Supplied information

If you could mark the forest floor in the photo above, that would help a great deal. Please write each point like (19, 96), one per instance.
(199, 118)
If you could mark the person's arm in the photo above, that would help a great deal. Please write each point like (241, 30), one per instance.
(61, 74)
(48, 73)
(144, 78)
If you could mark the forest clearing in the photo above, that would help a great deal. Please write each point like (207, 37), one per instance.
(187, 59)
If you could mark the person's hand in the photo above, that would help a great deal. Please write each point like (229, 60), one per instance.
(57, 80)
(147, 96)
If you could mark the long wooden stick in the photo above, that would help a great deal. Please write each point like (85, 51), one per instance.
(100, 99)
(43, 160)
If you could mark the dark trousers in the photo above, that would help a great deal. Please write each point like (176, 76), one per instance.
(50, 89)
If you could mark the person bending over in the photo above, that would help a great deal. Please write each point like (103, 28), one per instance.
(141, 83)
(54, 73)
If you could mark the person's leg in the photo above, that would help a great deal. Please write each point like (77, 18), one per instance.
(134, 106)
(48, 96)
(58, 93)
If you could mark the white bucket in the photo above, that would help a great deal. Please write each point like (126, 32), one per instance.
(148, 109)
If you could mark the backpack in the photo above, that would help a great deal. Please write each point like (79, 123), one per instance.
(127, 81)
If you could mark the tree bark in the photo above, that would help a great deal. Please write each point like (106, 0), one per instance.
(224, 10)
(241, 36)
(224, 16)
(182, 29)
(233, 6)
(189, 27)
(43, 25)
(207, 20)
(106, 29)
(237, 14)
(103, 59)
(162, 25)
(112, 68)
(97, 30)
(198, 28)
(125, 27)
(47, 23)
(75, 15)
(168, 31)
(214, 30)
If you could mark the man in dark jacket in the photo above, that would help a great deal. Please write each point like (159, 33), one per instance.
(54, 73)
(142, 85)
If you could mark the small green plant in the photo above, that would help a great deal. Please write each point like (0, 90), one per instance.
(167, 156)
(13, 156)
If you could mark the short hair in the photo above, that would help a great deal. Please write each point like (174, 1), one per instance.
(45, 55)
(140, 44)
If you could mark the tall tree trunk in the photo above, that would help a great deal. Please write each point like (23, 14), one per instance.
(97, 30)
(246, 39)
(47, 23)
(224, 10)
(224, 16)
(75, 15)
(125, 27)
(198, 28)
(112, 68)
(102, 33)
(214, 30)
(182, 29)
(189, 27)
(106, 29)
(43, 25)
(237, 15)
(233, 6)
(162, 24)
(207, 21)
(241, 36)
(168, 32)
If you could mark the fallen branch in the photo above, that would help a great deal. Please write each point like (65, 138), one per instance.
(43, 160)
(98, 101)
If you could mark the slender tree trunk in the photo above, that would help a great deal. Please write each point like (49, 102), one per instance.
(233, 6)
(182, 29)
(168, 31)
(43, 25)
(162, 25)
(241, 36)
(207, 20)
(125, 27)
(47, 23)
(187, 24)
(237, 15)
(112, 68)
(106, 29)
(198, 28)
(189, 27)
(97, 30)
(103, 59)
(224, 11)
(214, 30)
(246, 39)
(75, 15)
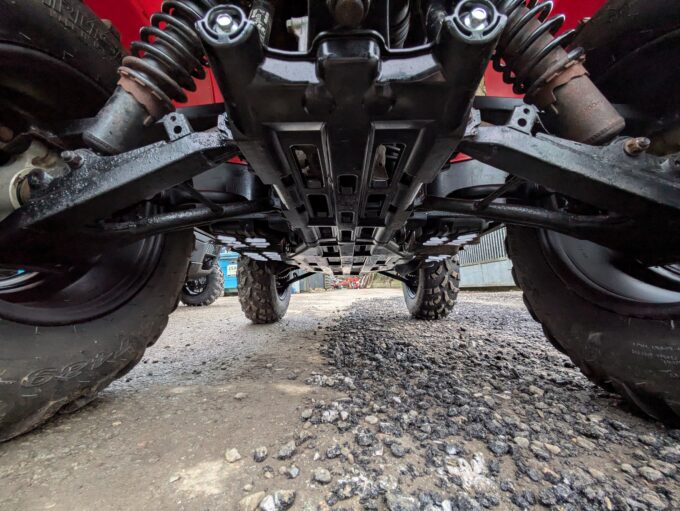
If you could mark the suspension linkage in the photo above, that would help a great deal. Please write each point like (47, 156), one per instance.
(180, 220)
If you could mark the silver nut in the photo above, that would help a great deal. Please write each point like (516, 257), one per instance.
(226, 23)
(476, 19)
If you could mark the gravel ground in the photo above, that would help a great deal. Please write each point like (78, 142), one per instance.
(349, 404)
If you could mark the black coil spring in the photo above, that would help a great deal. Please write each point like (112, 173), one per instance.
(517, 66)
(170, 54)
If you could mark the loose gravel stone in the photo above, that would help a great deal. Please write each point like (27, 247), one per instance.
(260, 454)
(251, 502)
(322, 476)
(397, 502)
(397, 450)
(650, 474)
(232, 455)
(287, 451)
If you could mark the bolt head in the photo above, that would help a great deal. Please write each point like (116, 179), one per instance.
(226, 23)
(476, 19)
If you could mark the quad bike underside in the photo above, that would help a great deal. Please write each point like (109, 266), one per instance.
(351, 139)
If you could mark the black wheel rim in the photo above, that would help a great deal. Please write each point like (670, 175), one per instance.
(612, 280)
(82, 293)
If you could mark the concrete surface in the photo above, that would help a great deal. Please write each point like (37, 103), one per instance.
(383, 412)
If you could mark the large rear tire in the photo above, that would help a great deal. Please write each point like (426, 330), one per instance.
(616, 319)
(64, 337)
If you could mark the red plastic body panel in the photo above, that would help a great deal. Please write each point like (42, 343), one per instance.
(128, 16)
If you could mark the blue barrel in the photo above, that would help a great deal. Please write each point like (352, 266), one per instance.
(228, 263)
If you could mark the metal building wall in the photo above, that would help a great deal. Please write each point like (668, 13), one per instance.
(486, 264)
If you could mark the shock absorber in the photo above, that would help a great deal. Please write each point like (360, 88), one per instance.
(163, 64)
(537, 64)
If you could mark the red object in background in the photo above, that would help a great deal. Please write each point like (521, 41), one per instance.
(128, 16)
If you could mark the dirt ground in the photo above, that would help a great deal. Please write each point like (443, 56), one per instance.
(357, 407)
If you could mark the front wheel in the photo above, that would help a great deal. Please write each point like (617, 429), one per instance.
(204, 291)
(433, 289)
(615, 320)
(262, 290)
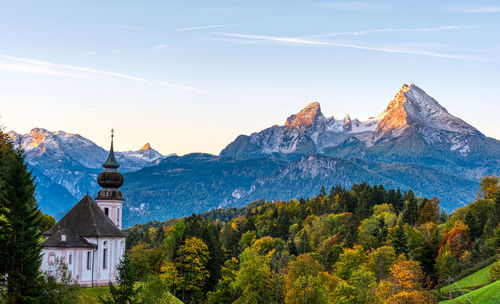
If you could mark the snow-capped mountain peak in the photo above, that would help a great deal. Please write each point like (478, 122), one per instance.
(412, 115)
(307, 117)
(413, 108)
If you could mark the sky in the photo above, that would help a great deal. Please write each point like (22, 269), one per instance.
(190, 76)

Given problem
Copy out all the entries exactly. Images stay out of the copy.

Solution to the problem
If you could mark the forest floor in the photo above, that would help a great deal. Please write each point like (19, 96), one per instance.
(199, 118)
If you could mark the person's arm in the photo above, that would help a great deal. Please write each point like (241, 30), one per instance.
(61, 74)
(48, 73)
(144, 78)
If you could mark the forest clearing in the photo above, that would help a great deal. Please write each point like (207, 37), one per instance.
(187, 59)
If you could mark the person's hand in the photo above, that would help a great deal. Please write each point like (229, 60), one per instance.
(57, 80)
(147, 96)
If you could mark the long wooden stick in the photo above, that would help a great deal. Please write each point like (85, 51), one per instance.
(100, 99)
(43, 160)
If you could mark the dark trousers in the photo above, that would help a great deal. Please write each point like (176, 76), one per instance.
(50, 89)
If you could mark the person bending over in the photo above, that would help a great deal. Please write each point like (103, 28), one per instance.
(141, 83)
(54, 73)
If you could mark the person's leg in the photo above, that would help a great deal. Please write each point like (77, 18), one per instance.
(134, 106)
(48, 96)
(58, 93)
If you could mark the white bucket in the photo above, that would help a great deal. Please write each point like (126, 32), one per instance.
(148, 109)
If you could mark the backpack in the photo above, that would help a great deal. Please write each point like (79, 123), one per instance.
(127, 81)
If you could mark the tree bark in the photo above, that would help a great deal. Please write each point like (106, 0), one per instance.
(224, 10)
(241, 36)
(224, 16)
(182, 29)
(233, 6)
(189, 27)
(43, 25)
(207, 20)
(106, 29)
(237, 14)
(103, 59)
(162, 25)
(112, 68)
(97, 30)
(198, 28)
(125, 27)
(47, 23)
(75, 15)
(168, 31)
(214, 30)
If you could mark the man in dark jacket in the photo above, that would help a great deal. Please write each point like (159, 33), one per instance.
(54, 73)
(142, 85)
If you could mark the small green plant in the photo above, that would help a great deal. Please write each point like (0, 90), one per instance.
(167, 156)
(13, 156)
If you could mark the short hair in the photo above, that would help a great deal. Please write each point like (174, 1), one per instance.
(45, 55)
(140, 44)
If you could mark the tall tree trunk in the photo above, that would help a great deal. Please write each point like (23, 14), one per instance.
(97, 30)
(246, 39)
(47, 23)
(224, 10)
(224, 16)
(75, 15)
(125, 27)
(198, 28)
(112, 68)
(102, 33)
(214, 30)
(182, 29)
(189, 27)
(106, 29)
(43, 25)
(237, 15)
(233, 6)
(162, 24)
(207, 21)
(241, 36)
(168, 32)
If you could mark the fallen branch in the photo above, that would help a great deal. Please write each point like (65, 138), one per instance.
(43, 160)
(98, 101)
If you could mark the slender tree trunk in the photo above, that would help a great deal. Please write each point like (49, 102), one per instance.
(233, 6)
(182, 29)
(168, 31)
(43, 25)
(162, 25)
(241, 36)
(207, 20)
(125, 27)
(47, 23)
(187, 24)
(237, 15)
(112, 68)
(106, 29)
(198, 28)
(189, 27)
(97, 30)
(103, 59)
(224, 11)
(214, 30)
(246, 39)
(75, 15)
If you could mark the suspension linkage in the photo above, that would help a great deal. Please write each point like (47, 156), one per instance.
(180, 220)
If you could mark the silver nut in the photo above, that would help a great deal. Please write each point like (516, 257), one per instance.
(226, 23)
(476, 19)
If you could mark the gravel ground in the photo above, that would help a great deal. Please write each point like (78, 142), one per instance.
(349, 404)
If you could mark the black coil spring in the photo above, that would help a great deal. Please write each point like (112, 173), one per instance.
(517, 66)
(170, 54)
If you could mark the loose gravel stone in the photo above, that would help a great deal. Please write each point like (27, 247), one per instance.
(260, 454)
(251, 502)
(322, 476)
(397, 502)
(397, 450)
(650, 474)
(232, 455)
(287, 451)
If you could mark the bolt head in the photo above, that would help a great deal. Please write each point like (116, 179), one per instance.
(226, 23)
(476, 19)
If you could mark the quad bike underside in the photo above, that would help a great deal. Please write each point like (109, 266), one per instance.
(351, 139)
If you could mark the black wheel rim in the photo above, that would help a great deal. Please write each point like (670, 175), one per instance.
(612, 280)
(82, 293)
If you could mark the concrete surface in the photo above, that would help a great deal. Please write each point like (37, 103), one per instance.
(383, 412)
If you could mark the large rear tire in the photo above, that would help a great deal. Please write each point like (426, 330), one per instance.
(616, 319)
(64, 337)
If you could mark the red plastic body panel in the photo above, that would help a great deal. Please write each point like (42, 343), one per instance.
(128, 16)
If you could mark the blue barrel in the photo above, that would help a great deal. Please write each point like (352, 266), one per instance.
(228, 263)
If you could mark the metal building wall in the photo above, that would help a great deal. Please write each point like (668, 13), one per instance.
(486, 264)
If you could mark the shock absorber in the photo above, that would help a great deal. Please write each point like (360, 88), one per instance.
(163, 64)
(537, 64)
If you could mark the red object in background in the photo above, that would help a great deal. Please write each point like (521, 41), one per instance.
(128, 16)
If you could mark the dirt ground in the photo above, that would help a great deal. Please write each point like (443, 56), one per instance.
(357, 407)
If you could mark the front wheel in the photo above, that would help a great deal. Please write each point like (617, 429), one per instance.
(204, 291)
(433, 289)
(615, 320)
(262, 290)
If you could mark the snow-capped mountain peak in the photo above, that would help a great deal. Please write each point like (478, 122), one per instance.
(412, 115)
(307, 117)
(413, 108)
If you could mark the sky in the photo above, that would help a great deal. Please write each point like (22, 269), one per instance.
(190, 76)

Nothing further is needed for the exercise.